Count the lines in the rows below that contain the string "pickup". Give only the number.
***
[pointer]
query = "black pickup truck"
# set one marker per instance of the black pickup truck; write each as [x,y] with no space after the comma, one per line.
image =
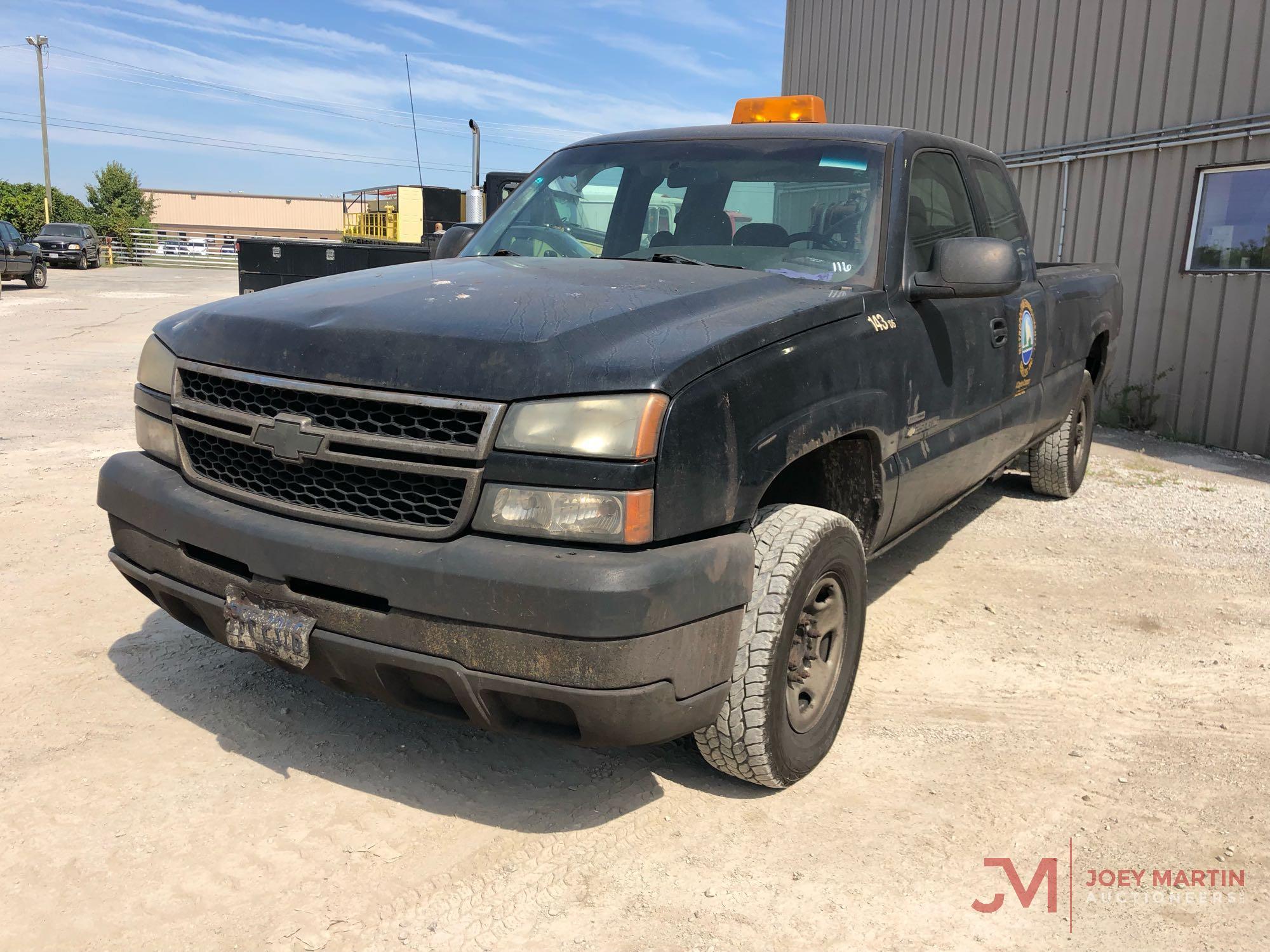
[70,243]
[618,496]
***
Task response:
2